● **提供された抜粋**:
物騒なタイトルですが、今回この本を手に取ったのは、この1節のためです。

「100分de名著」は、NHK Eテレの連続番組です。2011年から放送していますから、5年ほど経つことになります。その名の通り、週1回25分、1ヶ月4回で1クールですから、25 x 4 = 100分で1冊の名著を読み解いていきます。私は2012年あたりから見ています。
既読本、未読本、いろいろですが、解説の先生の視点や、司会の伊集院光さんの絶妙なコメントがあって、なかなかおもしろいです。
この番組で原作を読んでみようかなと思うことは時々あるのですが、テキストはほとんど買ったことがありませんでした。
しかし先月4月のものは、放送時間の変更で1回見逃したことと、ひとことにあげたフレーズ(第3回に登場)にびっくりしたのとで、テキストを買ってみることにしました。何より、「名著」が「歎異抄」。心得のないものがいきなり読んでも呑み込めないのではないかと思ったためです。

● **表示された情報**:
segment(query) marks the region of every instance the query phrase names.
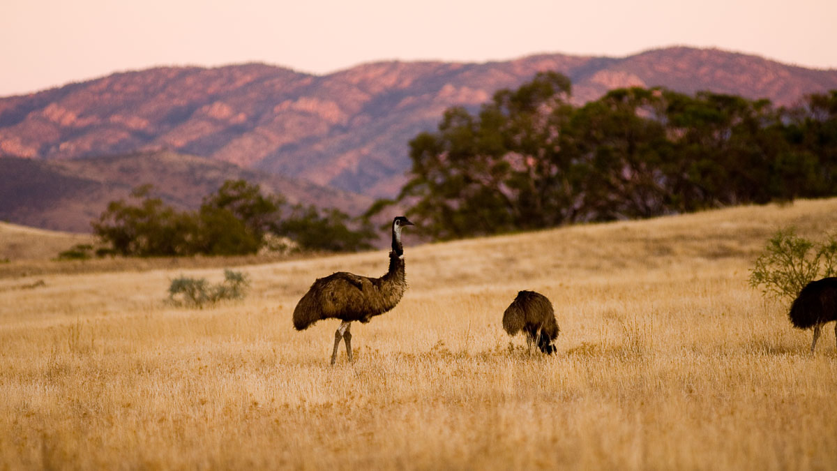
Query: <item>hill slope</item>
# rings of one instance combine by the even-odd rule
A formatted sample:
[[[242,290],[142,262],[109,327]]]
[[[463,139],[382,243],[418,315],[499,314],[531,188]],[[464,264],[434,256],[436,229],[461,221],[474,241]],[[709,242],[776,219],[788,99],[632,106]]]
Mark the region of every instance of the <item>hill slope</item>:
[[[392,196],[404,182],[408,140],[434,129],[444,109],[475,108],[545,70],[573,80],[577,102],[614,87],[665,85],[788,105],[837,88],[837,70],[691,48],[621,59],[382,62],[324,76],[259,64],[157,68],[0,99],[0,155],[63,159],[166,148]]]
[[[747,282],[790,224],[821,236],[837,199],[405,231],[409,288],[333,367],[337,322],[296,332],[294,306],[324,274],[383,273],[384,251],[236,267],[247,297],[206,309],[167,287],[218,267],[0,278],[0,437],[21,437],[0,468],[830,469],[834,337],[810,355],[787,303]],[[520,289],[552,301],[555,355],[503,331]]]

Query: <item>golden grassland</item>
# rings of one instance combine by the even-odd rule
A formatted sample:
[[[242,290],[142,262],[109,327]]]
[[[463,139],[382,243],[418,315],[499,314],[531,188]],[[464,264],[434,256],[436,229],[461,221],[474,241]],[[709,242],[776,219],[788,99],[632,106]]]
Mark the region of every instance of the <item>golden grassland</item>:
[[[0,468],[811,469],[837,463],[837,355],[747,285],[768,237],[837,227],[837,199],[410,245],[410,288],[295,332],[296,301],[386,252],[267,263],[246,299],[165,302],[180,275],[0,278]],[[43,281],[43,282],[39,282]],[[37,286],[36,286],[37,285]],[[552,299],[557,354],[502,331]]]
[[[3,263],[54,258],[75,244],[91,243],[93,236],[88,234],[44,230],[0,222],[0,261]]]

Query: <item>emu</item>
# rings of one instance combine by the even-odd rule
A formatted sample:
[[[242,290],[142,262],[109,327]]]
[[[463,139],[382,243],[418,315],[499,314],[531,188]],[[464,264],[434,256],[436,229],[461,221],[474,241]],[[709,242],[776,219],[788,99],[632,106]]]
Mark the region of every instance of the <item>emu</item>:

● **与えられた依頼 1**:
エントリーのうち「region」という文字列を含む行を数え、その数だけを答えてください。
● **与えられた依頼 2**:
「100分de名著」のテキストを買った経緯を述べた抜粋を、最後の文の後から書き継いでください。
この抜粋とエントリーは互いに関係がありません。

● **結果 1**:
4

● **結果 2**:
「歎異抄」は、浄土真宗の開祖である親鸞の教えを説く書物ですが、親鸞自身が著したのではなく、没後20数年後に成立したと言われています。著者については諸説ありましたが、現在は弟子の唯円とするのが定説のようです。
体系立って仏教を学ぶための本ではありません。また過激にも思える箇所もあることから、「信心のないものにやたらと読ませてはならない」とまで言われたこともあります。しかし、親鸞の教えを端的に示すものとして、浄土真宗の信者であるかどうかに関わらず、古来から、知識人はじめ、愛読者の多い1冊でもあります。

番組とテキストでは、住職でもあり、大学教授でもある釈徹宗さんが、歎異抄の成立や親鸞の生涯といった背景に始まり、歎異抄の構成、各条の解説、エピソード紹介、全体の解説といった形で読み解いていきます。

「歎異」というのは、「異端を歎く」の意で、親鸞死後、教えが誤った形で広がっているが、親鸞が説いていたのはそういうことではないと解説することを目的としています。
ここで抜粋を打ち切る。